Tolong perbarui bagian teks perjalanan ke Jendela Langit yang dimulai dengan "Cahaya matahari merabah" dan berlanjut sampai "Ira dalam hati.", dengan mengganti "jurang" menjadi "lembah".
-------- DOKUMEN SUMBER
FEATURE | JATIMSATUNEWS.COM - Waktu menunjukkan pukul delapan,
saat matahari mulai naik perlahan dan cahaya hangatnya menembus jendela mobil. Musik
90 an menggema dan beradu dengan suara paman yang tengah merayapi setir Terios. Saat itu kami berdelapan, ada Saya, tiga
sepupu perempuan bernama Ira, Layla, dan Nafa, dua sepupu laki-laki bernama Abi
dan Shofi, bibi Faiq, dan tentunya paman Roziq. Kami memanfaatkan musim liburan
dengan mengunjungi wisata alam di Prigen bernama Jendela Langit yang
terletak di kaki gunung Ringgit dan gunung Arjuno pada Minggu, (16/05/2021).
Kebetulan cuaca saat itu sedang
cerah, kami berangkat dengan hati riang. Sepertiga perjalanan telah terlewati. Tetiba
mobil kami berhenti di tengah jalan. ”Sepertinya akinya bermasalah” ungkap
paman. Karena saat itu mobil kami tidak memungkinkan dikemudikan di tanjakan
terjal, kami putuskan untuk memarkirkan mobil di salah satu kenalan paman.
Selanjutnya kami menaiki Jeep
untuk meneruskan sisa perjalanan kami. Tentunya sopir telah tersedia dari
tempat wisata tersebut. Tempat duduk dalam Jeep tidak begitu luas, para
perempuan bertempat duduk di dalam. Sedangkan tiga lelaki sisanya berdiri di
belakang, termasuk pamanku. Saat itu, aku tengah duduk di samping sopir bersama
Ira, salah satu sepupu perempuanku.
Kami sungguh menikmati
perjalanan. Pepohonan rindang menjadi pemandangan utama kami sepanjang jalan.
Cahaya matahari merabah dedaunan di kanan jalan. Beberapa tanah telah
didatarkan dan dijadikan rumah makan. Sementara itu, di sebelah kiri hanya
terdapat jurang yang telah diberi pagar pembatas. Meskipun jalannya terjal,
kami cukup percaya kepada sopir yang bertugas. Toh, ia sudah pasti
berpengalaman. ”Nanti aku mau foto sama mas sopir ah” ucap Ira dalam hati.
Sekitar satu setengah kilo meter
berlalu, kami tengah asik mengobrol bersama pak sopir. Tetiba kami mendengar Srrrkkk...
----------------
-------- DAFTAR DATA
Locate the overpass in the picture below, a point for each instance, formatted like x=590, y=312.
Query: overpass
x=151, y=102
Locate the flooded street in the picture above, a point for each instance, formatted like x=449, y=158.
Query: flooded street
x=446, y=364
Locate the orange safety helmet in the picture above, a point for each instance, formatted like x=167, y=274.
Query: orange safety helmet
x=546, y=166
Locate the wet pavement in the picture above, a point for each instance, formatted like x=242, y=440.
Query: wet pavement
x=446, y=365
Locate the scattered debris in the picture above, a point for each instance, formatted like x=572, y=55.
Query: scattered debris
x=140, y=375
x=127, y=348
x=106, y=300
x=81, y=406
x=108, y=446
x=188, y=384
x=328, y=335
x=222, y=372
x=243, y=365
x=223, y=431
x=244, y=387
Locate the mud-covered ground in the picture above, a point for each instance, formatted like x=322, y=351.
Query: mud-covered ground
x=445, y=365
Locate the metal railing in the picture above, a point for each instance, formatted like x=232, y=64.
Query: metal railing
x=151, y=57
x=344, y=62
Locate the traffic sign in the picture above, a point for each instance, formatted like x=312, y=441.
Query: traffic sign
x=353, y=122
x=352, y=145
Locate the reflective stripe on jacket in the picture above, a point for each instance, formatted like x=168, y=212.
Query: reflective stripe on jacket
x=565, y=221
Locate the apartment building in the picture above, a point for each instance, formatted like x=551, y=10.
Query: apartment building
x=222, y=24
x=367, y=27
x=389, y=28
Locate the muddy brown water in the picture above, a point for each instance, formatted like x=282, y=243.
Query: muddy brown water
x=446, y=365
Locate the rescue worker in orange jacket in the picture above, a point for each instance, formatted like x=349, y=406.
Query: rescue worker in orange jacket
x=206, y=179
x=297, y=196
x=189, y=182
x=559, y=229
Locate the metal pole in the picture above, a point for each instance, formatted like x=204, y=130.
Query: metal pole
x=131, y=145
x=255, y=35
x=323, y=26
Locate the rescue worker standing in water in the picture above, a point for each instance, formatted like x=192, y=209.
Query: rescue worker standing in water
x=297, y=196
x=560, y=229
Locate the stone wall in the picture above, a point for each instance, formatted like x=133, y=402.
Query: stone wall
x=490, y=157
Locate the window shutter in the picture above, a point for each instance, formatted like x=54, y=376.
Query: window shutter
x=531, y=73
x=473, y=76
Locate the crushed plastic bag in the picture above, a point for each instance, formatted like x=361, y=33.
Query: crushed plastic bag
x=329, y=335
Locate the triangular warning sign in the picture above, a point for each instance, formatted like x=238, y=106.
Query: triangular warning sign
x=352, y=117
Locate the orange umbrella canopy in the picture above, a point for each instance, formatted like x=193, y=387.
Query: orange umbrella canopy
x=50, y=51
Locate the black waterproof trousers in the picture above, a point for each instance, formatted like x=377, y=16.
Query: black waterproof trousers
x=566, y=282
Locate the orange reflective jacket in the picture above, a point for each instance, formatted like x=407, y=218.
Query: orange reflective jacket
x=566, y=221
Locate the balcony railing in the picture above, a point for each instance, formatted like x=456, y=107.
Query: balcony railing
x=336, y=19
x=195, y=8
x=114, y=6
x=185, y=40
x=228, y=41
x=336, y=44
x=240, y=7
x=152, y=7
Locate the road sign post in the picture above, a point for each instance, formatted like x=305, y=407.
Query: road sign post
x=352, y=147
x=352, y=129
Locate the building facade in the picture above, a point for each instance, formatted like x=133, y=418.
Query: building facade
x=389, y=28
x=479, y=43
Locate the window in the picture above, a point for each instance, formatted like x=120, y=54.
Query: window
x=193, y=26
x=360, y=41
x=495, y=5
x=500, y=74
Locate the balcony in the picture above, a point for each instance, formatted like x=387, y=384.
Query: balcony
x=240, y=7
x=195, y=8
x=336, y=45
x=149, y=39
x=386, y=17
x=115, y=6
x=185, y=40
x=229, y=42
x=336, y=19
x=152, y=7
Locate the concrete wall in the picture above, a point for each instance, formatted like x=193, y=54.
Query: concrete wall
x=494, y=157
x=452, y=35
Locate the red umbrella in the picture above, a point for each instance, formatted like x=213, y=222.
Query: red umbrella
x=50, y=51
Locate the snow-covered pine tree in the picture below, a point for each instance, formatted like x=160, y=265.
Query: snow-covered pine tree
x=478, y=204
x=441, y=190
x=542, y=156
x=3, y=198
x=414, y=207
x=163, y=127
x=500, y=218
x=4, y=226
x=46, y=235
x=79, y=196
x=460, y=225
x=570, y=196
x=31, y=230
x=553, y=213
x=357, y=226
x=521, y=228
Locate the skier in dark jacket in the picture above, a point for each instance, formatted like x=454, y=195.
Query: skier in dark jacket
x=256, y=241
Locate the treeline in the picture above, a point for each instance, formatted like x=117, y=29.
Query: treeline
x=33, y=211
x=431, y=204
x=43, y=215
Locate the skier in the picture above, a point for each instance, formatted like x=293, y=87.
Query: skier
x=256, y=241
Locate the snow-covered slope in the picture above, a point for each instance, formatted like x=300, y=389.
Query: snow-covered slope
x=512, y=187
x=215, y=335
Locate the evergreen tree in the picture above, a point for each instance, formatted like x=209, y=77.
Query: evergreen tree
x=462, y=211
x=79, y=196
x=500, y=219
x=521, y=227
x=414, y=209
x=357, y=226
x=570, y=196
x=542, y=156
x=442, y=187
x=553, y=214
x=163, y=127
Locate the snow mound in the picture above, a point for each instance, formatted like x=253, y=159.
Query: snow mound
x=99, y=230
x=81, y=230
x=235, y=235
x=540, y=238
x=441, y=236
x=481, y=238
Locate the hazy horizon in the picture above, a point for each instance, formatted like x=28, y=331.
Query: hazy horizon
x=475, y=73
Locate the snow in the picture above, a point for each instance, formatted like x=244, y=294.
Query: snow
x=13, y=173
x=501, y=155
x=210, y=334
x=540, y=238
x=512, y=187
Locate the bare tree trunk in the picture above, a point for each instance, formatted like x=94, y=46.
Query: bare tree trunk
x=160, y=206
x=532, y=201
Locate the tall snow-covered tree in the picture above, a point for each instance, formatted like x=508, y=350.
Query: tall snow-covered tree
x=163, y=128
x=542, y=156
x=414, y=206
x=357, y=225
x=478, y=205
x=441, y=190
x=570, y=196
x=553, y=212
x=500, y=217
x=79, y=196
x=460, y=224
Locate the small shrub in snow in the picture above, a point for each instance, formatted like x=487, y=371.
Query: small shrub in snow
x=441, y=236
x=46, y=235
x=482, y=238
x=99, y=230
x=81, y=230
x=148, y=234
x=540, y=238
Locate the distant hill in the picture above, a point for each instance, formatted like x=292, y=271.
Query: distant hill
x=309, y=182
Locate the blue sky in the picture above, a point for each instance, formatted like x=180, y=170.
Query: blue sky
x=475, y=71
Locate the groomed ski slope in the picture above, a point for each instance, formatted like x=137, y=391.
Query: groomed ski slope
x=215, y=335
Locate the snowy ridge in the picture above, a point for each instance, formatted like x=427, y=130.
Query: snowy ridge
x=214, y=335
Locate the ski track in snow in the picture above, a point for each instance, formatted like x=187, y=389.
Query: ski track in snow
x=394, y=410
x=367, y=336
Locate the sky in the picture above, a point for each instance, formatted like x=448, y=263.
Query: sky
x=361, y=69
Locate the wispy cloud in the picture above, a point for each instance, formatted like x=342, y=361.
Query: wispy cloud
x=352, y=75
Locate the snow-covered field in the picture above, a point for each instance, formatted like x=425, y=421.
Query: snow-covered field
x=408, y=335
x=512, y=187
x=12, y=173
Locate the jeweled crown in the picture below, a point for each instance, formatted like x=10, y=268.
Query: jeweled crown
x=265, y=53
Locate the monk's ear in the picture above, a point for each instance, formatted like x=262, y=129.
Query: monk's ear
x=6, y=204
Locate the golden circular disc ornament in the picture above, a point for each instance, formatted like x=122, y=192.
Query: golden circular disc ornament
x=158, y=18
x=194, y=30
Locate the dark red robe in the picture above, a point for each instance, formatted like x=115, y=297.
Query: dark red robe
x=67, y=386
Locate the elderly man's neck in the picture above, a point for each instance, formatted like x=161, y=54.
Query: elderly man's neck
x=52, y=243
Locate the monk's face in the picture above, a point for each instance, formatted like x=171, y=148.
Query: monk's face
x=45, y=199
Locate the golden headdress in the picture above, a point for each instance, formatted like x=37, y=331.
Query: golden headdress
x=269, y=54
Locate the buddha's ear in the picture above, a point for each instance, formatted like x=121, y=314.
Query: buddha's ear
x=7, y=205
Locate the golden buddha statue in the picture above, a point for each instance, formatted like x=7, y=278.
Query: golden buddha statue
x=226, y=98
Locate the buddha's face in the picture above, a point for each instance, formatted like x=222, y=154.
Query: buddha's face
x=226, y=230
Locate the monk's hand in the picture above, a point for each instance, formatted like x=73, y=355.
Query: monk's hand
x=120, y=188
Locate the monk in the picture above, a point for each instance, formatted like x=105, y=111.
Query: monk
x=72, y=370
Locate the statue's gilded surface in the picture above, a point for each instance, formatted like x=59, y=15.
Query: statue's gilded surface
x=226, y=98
----------------
JAWABAN TERTULIS:
Cahaya matahari merabah dedaunan di kanan jalan. Beberapa tanah telah
didatarkan dan dijadikan rumah makan. Sementara itu, di sebelah kiri hanya
terdapat lembah yang telah diberi pagar pembatas. Meskipun jalannya terjal,
kami cukup percaya kepada sopir yang bertugas. Toh, ia sudah pasti
berpengalaman. ”Nanti aku mau foto sama mas sopir ah” ucap Ira dalam hati.